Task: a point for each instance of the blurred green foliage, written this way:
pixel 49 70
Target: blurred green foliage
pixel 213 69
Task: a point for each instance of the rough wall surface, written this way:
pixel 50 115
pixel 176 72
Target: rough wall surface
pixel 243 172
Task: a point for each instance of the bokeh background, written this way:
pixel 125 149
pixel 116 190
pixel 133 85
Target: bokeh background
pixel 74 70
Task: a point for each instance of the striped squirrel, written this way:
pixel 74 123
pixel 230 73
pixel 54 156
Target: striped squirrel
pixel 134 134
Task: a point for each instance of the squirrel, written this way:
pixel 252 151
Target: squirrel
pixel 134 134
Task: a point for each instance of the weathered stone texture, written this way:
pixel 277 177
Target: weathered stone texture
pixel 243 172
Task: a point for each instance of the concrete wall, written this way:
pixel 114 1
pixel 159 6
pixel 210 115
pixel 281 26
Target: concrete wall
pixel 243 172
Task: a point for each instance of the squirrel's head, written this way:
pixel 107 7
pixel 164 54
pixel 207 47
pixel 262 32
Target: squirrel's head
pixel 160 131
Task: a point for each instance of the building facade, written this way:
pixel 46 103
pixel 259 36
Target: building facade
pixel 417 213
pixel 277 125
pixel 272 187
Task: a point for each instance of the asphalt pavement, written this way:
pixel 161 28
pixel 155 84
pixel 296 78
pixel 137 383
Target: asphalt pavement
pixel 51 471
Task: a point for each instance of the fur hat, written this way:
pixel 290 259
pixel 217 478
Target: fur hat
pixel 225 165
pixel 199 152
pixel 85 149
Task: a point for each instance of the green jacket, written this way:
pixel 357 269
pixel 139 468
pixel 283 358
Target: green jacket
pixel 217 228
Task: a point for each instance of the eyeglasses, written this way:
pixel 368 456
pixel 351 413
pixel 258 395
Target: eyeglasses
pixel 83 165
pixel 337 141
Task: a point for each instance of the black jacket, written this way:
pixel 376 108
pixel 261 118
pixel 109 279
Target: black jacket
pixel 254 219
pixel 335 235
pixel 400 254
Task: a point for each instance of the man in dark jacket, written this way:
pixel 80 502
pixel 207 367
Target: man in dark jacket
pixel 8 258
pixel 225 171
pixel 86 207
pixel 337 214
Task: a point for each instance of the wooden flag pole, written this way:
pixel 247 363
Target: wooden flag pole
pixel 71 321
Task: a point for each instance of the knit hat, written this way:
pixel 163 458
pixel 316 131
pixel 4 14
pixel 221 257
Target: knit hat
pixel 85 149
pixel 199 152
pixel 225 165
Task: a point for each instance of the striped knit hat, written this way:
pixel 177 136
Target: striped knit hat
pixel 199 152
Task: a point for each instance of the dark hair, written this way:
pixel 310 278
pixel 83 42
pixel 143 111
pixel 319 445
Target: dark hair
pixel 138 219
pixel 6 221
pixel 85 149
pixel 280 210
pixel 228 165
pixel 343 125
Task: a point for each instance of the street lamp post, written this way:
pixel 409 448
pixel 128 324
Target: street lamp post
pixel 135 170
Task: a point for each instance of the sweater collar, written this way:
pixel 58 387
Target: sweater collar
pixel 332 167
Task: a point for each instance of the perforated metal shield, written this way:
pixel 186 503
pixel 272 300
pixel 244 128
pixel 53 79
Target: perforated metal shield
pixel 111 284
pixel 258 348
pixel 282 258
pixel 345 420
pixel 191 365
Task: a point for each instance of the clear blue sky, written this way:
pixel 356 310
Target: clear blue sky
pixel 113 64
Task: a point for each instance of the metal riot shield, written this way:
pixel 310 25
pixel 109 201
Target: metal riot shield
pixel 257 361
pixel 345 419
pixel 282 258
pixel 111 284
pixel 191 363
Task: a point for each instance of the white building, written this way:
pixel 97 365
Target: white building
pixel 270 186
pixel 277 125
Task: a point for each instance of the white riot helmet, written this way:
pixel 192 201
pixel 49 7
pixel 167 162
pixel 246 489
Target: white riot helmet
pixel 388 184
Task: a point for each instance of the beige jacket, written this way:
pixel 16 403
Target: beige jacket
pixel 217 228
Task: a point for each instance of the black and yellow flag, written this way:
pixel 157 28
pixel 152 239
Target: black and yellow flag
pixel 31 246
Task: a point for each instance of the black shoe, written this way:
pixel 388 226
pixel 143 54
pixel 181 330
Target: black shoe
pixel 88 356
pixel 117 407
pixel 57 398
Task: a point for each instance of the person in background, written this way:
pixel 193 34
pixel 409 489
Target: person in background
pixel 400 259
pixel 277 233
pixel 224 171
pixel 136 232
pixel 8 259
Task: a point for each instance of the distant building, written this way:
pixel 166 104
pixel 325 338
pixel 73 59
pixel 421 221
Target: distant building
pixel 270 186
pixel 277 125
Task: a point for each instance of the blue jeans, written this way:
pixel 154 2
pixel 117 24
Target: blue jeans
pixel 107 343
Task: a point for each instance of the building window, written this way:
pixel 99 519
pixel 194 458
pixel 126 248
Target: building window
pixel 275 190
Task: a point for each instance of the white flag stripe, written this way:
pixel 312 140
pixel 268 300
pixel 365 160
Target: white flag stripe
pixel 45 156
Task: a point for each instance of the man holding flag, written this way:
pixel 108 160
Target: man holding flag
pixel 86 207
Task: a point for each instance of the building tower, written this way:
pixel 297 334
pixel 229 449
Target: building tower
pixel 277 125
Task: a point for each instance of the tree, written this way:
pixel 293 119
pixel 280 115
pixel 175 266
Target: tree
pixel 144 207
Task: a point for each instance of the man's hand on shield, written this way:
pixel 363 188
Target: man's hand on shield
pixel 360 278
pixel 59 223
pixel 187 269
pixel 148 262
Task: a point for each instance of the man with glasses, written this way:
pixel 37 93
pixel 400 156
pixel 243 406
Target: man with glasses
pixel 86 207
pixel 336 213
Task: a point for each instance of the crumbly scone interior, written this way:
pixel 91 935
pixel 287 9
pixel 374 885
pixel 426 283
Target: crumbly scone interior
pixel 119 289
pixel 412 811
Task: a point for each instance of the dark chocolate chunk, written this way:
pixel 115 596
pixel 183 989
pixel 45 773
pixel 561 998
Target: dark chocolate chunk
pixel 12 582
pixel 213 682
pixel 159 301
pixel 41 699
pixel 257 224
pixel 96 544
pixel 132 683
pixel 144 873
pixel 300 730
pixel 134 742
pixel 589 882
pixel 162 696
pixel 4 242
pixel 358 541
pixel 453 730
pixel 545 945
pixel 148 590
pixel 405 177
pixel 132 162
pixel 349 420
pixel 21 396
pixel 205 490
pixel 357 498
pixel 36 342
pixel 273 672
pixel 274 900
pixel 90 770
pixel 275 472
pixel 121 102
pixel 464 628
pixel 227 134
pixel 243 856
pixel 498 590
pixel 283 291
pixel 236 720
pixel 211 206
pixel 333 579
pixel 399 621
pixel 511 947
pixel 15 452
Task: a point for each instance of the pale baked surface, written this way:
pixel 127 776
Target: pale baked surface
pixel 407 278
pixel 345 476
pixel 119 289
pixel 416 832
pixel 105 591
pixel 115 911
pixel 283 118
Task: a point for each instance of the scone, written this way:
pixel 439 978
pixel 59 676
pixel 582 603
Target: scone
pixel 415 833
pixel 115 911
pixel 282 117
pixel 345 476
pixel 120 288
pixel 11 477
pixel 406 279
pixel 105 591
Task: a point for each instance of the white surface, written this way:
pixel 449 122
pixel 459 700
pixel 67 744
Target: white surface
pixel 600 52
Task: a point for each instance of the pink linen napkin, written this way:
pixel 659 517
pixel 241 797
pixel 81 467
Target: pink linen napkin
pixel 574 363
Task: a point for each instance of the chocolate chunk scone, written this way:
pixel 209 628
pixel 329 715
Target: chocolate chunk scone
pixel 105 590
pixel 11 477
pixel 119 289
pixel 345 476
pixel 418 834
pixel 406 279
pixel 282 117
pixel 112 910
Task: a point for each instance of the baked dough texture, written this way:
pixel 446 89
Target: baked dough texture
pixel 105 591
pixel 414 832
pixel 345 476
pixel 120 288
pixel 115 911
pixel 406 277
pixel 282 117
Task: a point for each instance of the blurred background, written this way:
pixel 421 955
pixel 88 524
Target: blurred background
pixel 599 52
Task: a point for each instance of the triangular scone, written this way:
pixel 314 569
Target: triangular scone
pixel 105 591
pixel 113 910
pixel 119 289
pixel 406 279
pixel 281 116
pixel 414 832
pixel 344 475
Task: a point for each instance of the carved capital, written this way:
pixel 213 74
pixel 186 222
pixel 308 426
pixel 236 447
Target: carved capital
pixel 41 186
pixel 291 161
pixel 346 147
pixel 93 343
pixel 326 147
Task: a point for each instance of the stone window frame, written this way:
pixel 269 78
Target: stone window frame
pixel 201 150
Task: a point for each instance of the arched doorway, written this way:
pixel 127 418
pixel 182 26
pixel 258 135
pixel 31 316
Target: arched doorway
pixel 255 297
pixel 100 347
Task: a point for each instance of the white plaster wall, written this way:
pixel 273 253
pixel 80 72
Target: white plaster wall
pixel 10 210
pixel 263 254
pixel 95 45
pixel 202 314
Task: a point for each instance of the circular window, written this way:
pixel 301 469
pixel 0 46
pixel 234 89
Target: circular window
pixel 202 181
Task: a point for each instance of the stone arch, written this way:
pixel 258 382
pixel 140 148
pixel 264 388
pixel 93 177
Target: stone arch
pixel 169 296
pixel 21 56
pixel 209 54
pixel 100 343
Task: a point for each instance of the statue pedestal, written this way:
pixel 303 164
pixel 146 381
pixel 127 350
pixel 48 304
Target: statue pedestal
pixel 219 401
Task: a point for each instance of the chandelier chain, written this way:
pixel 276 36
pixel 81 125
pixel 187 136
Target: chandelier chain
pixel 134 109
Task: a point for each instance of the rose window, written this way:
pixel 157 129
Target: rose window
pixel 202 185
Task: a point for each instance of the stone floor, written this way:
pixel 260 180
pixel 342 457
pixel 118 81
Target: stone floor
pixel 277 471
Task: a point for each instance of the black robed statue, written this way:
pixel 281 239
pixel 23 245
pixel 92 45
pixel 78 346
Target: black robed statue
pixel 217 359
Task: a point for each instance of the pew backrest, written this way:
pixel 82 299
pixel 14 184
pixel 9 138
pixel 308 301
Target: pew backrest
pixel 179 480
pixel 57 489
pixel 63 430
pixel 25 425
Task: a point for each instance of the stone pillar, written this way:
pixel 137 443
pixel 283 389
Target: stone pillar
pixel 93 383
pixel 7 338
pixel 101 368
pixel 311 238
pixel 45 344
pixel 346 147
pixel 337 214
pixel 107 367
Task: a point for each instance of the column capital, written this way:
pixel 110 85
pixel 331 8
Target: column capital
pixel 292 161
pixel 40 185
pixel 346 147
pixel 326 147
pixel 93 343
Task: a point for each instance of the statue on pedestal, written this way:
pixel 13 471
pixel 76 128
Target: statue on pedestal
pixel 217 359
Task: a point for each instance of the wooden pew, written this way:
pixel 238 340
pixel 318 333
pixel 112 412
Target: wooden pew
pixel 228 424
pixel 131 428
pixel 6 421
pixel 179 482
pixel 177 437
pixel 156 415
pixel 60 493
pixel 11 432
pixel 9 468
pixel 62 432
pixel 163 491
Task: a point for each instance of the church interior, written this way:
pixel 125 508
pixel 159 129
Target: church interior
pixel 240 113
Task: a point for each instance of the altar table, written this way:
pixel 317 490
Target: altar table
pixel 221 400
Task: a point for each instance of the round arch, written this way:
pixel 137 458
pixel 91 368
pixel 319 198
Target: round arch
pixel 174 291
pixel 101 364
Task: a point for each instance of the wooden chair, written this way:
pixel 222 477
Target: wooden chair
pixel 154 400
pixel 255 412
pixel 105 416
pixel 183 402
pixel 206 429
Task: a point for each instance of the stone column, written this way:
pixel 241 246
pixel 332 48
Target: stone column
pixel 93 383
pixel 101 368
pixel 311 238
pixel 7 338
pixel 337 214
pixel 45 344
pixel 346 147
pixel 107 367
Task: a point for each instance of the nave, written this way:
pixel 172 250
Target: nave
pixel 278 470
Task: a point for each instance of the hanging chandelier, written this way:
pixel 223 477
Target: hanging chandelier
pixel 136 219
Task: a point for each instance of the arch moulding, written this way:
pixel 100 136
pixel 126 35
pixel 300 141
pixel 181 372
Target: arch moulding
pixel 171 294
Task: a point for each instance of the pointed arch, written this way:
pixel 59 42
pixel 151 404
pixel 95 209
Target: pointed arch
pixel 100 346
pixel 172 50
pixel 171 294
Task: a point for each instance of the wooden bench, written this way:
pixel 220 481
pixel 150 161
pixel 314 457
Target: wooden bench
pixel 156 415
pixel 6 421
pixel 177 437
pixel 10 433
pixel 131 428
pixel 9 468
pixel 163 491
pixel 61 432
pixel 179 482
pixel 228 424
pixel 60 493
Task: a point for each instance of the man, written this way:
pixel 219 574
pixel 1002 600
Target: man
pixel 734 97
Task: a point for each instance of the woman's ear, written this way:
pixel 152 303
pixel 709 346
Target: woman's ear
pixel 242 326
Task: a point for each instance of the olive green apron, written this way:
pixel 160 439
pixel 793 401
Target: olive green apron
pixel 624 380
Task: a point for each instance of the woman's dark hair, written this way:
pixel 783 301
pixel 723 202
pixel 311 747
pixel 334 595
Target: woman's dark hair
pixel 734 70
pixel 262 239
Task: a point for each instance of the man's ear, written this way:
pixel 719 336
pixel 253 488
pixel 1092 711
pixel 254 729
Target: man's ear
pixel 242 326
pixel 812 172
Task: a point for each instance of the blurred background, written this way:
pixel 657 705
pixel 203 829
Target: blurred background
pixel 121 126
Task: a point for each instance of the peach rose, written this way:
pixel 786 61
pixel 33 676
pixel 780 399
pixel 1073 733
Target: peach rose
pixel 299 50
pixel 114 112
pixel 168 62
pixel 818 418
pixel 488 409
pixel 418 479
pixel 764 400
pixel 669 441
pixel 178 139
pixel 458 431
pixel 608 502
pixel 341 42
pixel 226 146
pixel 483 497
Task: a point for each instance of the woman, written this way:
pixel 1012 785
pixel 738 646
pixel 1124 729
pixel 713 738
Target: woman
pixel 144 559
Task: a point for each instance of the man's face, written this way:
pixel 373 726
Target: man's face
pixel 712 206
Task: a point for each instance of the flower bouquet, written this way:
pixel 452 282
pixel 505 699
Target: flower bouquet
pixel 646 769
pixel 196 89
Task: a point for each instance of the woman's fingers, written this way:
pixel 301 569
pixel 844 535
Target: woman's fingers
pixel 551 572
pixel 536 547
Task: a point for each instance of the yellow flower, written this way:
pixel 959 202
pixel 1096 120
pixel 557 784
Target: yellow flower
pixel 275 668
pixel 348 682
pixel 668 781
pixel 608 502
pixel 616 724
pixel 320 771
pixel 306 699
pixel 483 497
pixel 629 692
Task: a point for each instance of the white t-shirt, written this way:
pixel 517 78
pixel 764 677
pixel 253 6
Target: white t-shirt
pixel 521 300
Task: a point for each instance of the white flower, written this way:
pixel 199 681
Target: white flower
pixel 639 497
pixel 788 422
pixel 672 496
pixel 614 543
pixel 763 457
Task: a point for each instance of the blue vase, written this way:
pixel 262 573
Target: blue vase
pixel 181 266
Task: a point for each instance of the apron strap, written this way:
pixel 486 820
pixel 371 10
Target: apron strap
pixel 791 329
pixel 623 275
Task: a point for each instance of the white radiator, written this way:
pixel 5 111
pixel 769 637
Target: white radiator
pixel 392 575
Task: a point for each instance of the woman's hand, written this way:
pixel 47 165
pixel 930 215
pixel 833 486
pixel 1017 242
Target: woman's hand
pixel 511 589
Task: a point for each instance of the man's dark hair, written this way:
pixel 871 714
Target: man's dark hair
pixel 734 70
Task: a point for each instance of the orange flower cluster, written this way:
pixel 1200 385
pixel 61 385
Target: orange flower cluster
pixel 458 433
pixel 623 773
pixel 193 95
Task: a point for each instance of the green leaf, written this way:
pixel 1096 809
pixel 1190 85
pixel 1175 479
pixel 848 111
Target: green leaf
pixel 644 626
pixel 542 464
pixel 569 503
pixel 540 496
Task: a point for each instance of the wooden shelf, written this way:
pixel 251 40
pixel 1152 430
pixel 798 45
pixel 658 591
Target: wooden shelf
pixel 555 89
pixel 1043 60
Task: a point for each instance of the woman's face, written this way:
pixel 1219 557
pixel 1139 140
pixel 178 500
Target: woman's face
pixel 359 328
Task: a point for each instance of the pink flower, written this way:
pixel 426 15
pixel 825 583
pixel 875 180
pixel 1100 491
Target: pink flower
* * *
- **Exercise details**
Set down the lines of the listing above verbatim, first line through the line containing "pixel 281 26", inclusive; add no other lines.

- **Task response**
Task: a point for each instance of the blurred green foliage, written this way:
pixel 49 70
Target: blurred green foliage
pixel 213 69
Task: a point for each instance of the rough wall surface, written this way:
pixel 50 115
pixel 176 72
Target: rough wall surface
pixel 243 172
Task: a point for each instance of the bokeh background, written this way:
pixel 125 149
pixel 116 190
pixel 133 85
Target: bokeh background
pixel 74 70
Task: a point for each instance of the striped squirrel, written this way:
pixel 74 123
pixel 230 73
pixel 54 156
Target: striped squirrel
pixel 134 134
Task: a point for each instance of the squirrel, written this way:
pixel 252 151
Target: squirrel
pixel 134 134
Task: a point for each instance of the weathered stone texture, written this way:
pixel 277 177
Target: weathered stone texture
pixel 243 172
Task: a point for each instance of the concrete wall, written this way:
pixel 114 1
pixel 159 6
pixel 210 115
pixel 281 26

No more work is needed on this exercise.